GIVEN TASK ::
Rewrite every line of the records below as a numbered list, skipping blank lines. Leave the pictures out of your answer.

# Start of MATERIAL TO PROCESS

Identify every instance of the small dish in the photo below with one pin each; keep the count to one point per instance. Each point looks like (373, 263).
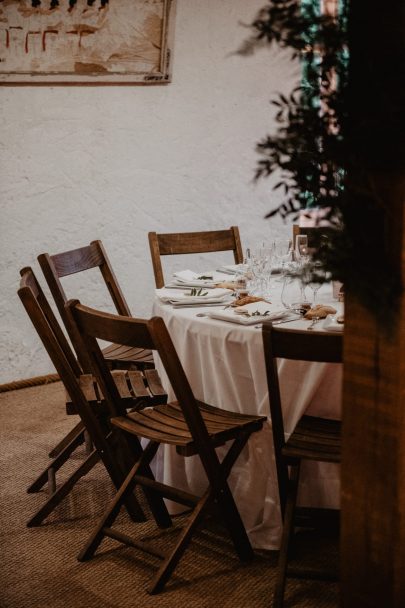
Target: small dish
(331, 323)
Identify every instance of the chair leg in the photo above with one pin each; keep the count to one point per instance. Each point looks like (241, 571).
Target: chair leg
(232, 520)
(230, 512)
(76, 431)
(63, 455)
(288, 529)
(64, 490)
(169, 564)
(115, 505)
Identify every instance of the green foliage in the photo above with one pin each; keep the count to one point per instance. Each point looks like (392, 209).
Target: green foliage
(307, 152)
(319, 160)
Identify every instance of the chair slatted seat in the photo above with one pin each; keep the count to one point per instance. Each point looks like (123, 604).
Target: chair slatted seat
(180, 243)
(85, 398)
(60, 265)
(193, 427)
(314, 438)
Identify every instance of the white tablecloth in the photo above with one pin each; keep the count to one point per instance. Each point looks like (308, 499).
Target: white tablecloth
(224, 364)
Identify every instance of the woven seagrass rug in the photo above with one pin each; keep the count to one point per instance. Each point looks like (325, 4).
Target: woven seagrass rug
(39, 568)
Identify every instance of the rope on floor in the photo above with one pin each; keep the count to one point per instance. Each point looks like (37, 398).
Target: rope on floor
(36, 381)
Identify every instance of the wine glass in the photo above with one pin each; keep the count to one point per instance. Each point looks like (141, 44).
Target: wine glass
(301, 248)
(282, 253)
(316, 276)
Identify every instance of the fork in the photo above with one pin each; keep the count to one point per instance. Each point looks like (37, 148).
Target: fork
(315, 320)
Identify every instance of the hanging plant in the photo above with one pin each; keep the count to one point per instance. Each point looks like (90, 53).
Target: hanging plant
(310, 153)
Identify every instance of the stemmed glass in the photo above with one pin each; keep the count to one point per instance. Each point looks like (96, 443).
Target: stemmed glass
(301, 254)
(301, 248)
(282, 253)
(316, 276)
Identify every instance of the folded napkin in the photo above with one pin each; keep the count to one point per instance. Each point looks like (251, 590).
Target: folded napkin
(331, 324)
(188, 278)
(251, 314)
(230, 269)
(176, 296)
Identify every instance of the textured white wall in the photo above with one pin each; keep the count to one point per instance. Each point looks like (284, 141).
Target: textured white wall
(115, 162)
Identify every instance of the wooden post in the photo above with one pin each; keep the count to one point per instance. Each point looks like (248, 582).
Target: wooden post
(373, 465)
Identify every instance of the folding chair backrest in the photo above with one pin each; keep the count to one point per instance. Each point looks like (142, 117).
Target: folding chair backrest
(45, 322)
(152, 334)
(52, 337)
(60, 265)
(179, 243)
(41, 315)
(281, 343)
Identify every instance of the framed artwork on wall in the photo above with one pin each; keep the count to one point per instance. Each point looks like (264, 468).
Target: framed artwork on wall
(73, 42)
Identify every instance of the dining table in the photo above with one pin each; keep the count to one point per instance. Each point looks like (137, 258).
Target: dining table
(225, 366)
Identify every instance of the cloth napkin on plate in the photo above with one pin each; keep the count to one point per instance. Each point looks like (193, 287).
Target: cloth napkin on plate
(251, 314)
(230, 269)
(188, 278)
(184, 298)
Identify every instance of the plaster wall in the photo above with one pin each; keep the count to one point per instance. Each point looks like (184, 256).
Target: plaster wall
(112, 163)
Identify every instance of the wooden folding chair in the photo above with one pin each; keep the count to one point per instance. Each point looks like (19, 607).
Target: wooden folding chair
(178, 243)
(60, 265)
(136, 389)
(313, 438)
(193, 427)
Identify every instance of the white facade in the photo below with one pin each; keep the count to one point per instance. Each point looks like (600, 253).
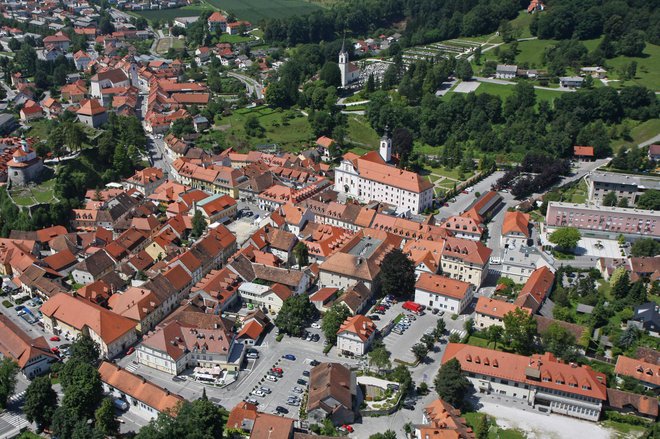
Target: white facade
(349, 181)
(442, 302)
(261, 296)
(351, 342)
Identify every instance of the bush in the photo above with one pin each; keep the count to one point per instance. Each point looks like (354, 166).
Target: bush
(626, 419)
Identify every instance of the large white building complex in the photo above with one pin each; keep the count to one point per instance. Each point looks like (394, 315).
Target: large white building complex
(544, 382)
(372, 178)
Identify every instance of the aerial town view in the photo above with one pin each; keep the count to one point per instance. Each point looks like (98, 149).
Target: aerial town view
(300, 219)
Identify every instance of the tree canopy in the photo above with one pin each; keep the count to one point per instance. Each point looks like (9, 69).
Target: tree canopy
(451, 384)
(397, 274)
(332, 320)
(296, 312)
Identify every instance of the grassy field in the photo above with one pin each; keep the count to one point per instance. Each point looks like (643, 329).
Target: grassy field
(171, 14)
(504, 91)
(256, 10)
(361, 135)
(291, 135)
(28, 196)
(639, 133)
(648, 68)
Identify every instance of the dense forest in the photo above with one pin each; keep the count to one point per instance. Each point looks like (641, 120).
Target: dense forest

# End of MATERIAL TO PROCESS

RESPONSE BELOW ::
1. Identify every instance of the small dish in the photo below with one pin each; keep the count to one point per instance. Each point looks like (373, 263).
2. Target: small dish
3. (331, 323)
4. Identify every instance of the chair leg in the photo above with one pin each; keep the count to one point per instance. Each point looks like (241, 571).
5. Target: chair leg
6. (232, 520)
7. (230, 512)
8. (76, 431)
9. (63, 455)
10. (288, 529)
11. (64, 490)
12. (169, 564)
13. (115, 505)
14. Identify every instance of the green foliage in the photo above with one pin each; keep the count to one point per instance. Each point looks like (392, 209).
15. Target: green foliage
16. (307, 152)
17. (319, 160)
18. Identify every instance of the chair slatted seat in the photo above with one pin each; keep the count to one point per instance. Each point looks like (123, 604).
19. Target: chair slatted seat
20. (180, 243)
21. (85, 398)
22. (60, 265)
23. (193, 427)
24. (314, 438)
25. Identify every instance of the white tablecloth in the photo above with one pin each; keep the count to one point per instance. Each point looks like (308, 499).
26. Target: white tablecloth
27. (224, 364)
28. Identify every instance of the woven seagrass rug in the photo above with one pin each; keep the count to one point per instance. Each point looks like (325, 4).
29. Target: woven seagrass rug
30. (39, 568)
31. Identify every instance of the rope on floor in the photo above with one pin each; keep the count to one point per instance. Each point looks like (37, 398).
32. Target: rope on floor
33. (36, 381)
34. Identify every instance of the wine glass in the photo above with one pin each; keep the count to one point per instance. Each point looks like (141, 44).
35. Target: wine glass
36. (301, 248)
37. (282, 253)
38. (316, 276)
39. Identify every instance of the fork in the photo above with one pin each; keep the count to one point per instance. Each point looks like (37, 148).
40. Target: fork
41. (315, 320)
42. Identify every instance of the hanging plant in the photo above with one pin each; keep the count to one point per instance. Each point looks like (90, 53).
43. Target: hanging plant
44. (310, 153)
45. Identify every instance of the stemmed glass in the photo above with one pin each; keep the count to one point per instance. Each point looks like (96, 443).
46. Target: stemmed glass
47. (301, 254)
48. (301, 248)
49. (282, 253)
50. (316, 276)
51. Identify every instance of the folded napkin in the photo above with one pin each; keep the count to one point per instance. Each point looks like (251, 590).
52. Target: folded napkin
53. (331, 324)
54. (188, 278)
55. (251, 314)
56. (230, 269)
57. (176, 296)
58. Identify every instance of the textured white wall in the photo above with one pin each; keep the count to one point per instance. Each point looks like (284, 141).
59. Target: textured white wall
60. (115, 162)
61. Identify every instance of the wooden post in the photo above with one pin each; keep the count to one point per instance. Each point looks like (248, 582).
62. Target: wooden post
63. (373, 465)
64. Identify every instance of the folding chair backrest in the photo above with one pin each; keep the count to one point per instance. Each point looks like (142, 117).
65. Target: folding chair backrest
66. (45, 322)
67. (152, 334)
68. (52, 337)
69. (60, 265)
70. (179, 243)
71. (41, 315)
72. (281, 343)
73. Identify every instance of the framed artwork on wall in the photo above with one pin each; keep the count to one point per instance. Each point looks like (264, 468).
74. Target: framed artwork on wall
75. (73, 42)
76. Identify every instance of the dining table in the photo above with one pin each; keep the count to one point per instance. Each point looks like (137, 258).
77. Target: dining table
78. (225, 366)
79. Identify every instance of the cloth napkin on plate in the photo above with one pin each; keep the count to one point per instance. Each point looks like (193, 287).
80. Target: cloth napkin on plate
81. (251, 314)
82. (230, 269)
83. (188, 278)
84. (184, 298)
85. Identify every instance of the plaster wall in the photo above with one pin each; keep the count to one point per instance. Each point looks like (184, 256).
86. Target: plaster wall
87. (112, 163)
88. Identify every instance of the wooden folding chair in the photo above with one pin each; keep the count to one point per instance. Each point looks like (19, 607).
89. Target: wooden folding chair
90. (178, 243)
91. (60, 265)
92. (136, 389)
93. (313, 438)
94. (193, 427)
95. Identify every instance of the white facade in the photo below with one pin each; keep the count to one point per instance. Each point looks like (600, 253).
96. Target: white facade
97. (349, 181)
98. (442, 302)
99. (261, 296)
100. (351, 342)
101. Identify every instance of the bush in the photo above with one pin each; keep the count to one point per instance. Each point looks like (354, 166).
102. Target: bush
103. (626, 419)
104. Identify every instance of the large white building complex in the photo above with one pin each; keep the count to one point per instance. Each point looks like (394, 315).
105. Target: large white building complex
106. (544, 382)
107. (372, 178)
108. Identify every instance of the aerial town view in the photo above with one pin each; keep the count to one point per instance. Each point looks like (98, 149).
109. Target: aerial town view
110. (300, 219)
111. Identify every instance of the tree canopy in the photo above with one pin each; keep the count to one point per instance. Each point looks like (9, 69).
112. Target: tree canopy
113. (451, 384)
114. (397, 274)
115. (332, 320)
116. (296, 312)
117. Identify every instance of the grassy field in the photo above with one pin each; keep the count to one point per instance. Each point looks like (643, 329).
118. Target: grassy field
119. (171, 14)
120. (504, 91)
121. (256, 10)
122. (361, 135)
123. (291, 135)
124. (28, 196)
125. (639, 133)
126. (648, 68)
127. Identify every instance of the dense forest in the photo above with one pin each; keep the count to one point per instance. Each point looks like (641, 120).
128. Target: dense forest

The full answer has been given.